PROVIDED PASSAGE.
--- --- ---
# Grass Flats Classic in Destin



## JoeZ

Hey kids,

Time to sharpen those sightfishing skills and find the big reds. The Grass Flats Classic Redfish Tournament will March 20-21 down in Destin.

Two-man teams, artificial only, with a $400 entry fee per team. Fishing will be from 6 a.m. to 5 p.m. on Saturday the 21st. $10,000 to the winner with a 50-boat field.

I'm very excited about this tournament, the Wrights (Peter Sr. and Jr.) have worked hard on this and have great ideas that will make this more than just another local tourney.

$500 to the single biggest fish (so even if you only catch one, you still might get paid.) And, in big bass tourney style, all the boat will launch and return at Joe's Bayou, then get on the trailers and be escorted (police, lights, all that fun stuff) through Destin, parade style, and weigh in at Hooters down there.

Band, beer, party. 

If you need more info, hit me up or go to http://www.grassflatsclassic.com


----------



## Flatspro

Joe I am in if I am home!!!!!!!!!!!!!!!!!!!!!!!


----------



## JoeZ




----------



## Flatspro

Joe all that trash talking a month ago about a redfish tournament and now their is one and no responses????????????????????? Anyways I will give Pete Jr a call in the morning and pay, me and George are definately in, so we will see you there. I am almost positive that the Mawell Bros will be there as well. S the question remains WHO ELSE IS IN!

Joe if their happens to be more than 50 boats does the prizes go up or just pay back further? I hope we have a good turn out because this will go along way in getting big inshore events to look harder at the Panhandle. Good luck to all that compete!


----------



## MAXWELL

We are in. You know how these things work, all talk no action from most people. It looks like this is gonna be a great tourney.
--- --- ---
Raw records:
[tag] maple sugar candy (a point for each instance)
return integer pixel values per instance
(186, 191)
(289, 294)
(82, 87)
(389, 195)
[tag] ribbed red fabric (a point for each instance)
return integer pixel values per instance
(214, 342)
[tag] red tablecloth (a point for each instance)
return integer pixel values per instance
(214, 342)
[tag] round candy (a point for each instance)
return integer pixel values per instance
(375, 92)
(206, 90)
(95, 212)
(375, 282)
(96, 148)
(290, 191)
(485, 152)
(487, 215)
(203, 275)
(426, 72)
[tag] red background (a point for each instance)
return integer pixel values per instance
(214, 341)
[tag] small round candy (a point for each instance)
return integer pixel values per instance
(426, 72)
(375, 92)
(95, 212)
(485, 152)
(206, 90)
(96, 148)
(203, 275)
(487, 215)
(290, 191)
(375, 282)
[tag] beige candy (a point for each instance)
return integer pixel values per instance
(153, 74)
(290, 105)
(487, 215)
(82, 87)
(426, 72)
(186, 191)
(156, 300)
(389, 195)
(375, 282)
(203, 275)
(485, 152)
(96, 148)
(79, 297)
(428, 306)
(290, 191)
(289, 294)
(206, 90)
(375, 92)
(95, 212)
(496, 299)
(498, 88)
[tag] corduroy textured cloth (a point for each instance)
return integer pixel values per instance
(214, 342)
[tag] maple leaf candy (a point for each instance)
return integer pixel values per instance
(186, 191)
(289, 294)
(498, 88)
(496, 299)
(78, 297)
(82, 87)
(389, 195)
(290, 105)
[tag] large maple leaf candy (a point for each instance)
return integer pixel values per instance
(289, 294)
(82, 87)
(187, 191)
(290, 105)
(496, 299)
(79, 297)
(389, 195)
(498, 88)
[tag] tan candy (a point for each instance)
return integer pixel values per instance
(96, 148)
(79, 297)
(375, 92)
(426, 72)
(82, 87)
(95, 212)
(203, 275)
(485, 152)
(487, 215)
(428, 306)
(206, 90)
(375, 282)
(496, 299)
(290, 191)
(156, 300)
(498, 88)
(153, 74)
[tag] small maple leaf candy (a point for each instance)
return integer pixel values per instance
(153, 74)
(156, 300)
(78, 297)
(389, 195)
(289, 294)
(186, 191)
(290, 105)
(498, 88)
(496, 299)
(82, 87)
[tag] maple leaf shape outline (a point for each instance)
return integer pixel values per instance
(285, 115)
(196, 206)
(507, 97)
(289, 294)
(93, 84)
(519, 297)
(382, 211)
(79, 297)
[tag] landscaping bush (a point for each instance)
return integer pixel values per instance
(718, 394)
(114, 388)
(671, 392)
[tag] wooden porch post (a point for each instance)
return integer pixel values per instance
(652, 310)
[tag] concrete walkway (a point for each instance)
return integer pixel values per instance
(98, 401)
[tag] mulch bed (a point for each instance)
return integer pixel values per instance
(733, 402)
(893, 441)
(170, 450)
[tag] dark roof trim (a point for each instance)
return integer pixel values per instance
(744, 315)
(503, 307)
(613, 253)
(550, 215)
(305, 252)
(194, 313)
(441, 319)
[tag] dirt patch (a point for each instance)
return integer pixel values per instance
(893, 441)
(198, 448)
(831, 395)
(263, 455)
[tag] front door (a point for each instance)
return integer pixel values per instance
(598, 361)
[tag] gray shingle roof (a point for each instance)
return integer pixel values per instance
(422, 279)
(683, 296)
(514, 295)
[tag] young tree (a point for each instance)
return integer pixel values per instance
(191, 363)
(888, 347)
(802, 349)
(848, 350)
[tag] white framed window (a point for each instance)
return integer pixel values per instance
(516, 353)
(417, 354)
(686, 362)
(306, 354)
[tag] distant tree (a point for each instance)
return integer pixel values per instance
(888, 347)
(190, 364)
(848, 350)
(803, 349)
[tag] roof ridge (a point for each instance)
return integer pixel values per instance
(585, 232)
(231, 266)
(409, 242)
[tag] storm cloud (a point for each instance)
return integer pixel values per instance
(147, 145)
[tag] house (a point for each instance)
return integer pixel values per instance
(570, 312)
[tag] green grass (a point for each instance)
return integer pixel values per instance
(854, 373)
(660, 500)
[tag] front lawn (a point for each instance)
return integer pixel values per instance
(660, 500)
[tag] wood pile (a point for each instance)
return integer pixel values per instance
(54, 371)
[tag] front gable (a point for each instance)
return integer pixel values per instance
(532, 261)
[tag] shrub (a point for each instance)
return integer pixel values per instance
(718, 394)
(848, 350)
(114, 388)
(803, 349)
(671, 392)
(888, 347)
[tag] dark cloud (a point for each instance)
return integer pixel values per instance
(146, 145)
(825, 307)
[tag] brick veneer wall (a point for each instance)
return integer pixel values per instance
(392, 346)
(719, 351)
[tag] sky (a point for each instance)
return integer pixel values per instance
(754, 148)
--- --- ---
REQUIREMENT A. How many lines in the entries above contain the string "roof"? Give only the number.
REQUIREMENT B. Continue the forum thread about the Grass Flats Classic redfish tournament from its last post.

TASK ANSWER A. 3

TASK ANSWER B.
----------



## Brad King

My schedule should be clear..Look for me and Alan to be there!!!


----------



## Travis Gill

We are in! Gonna be some stiff competition but hopefully we can pull out a couple hogs from somewhere


----------



## Brant Peacher

We are in!


----------



## Speckulator

How many boats are entered soooo far?????

Might wanna come from LA to beat some p'cola buttt!!!!!!!!!!!!

Don't fish Redfish ........But......Might wannna come beat Andy!!!!!!!!!!!!!!!!!!!!

Can he catch a cold??????????????????????DuHHHHHHHHHHHHHHHHHHHH!!!!!!!!!!!!!!!!!!!!!!!!!!!!!!!!!!!!

Laffin!!!!!

George


----------



## fishinmagician

I will consider entering, this is the first I've heard of it, sounds like a lotta fun, there are plenty of redfish out there.


----------



## nb&twil

> *Brant Peacher (2/15/2009)*We are in!


Who's fishing with you? Mike?


----------



## Drew Mixon

already paid up.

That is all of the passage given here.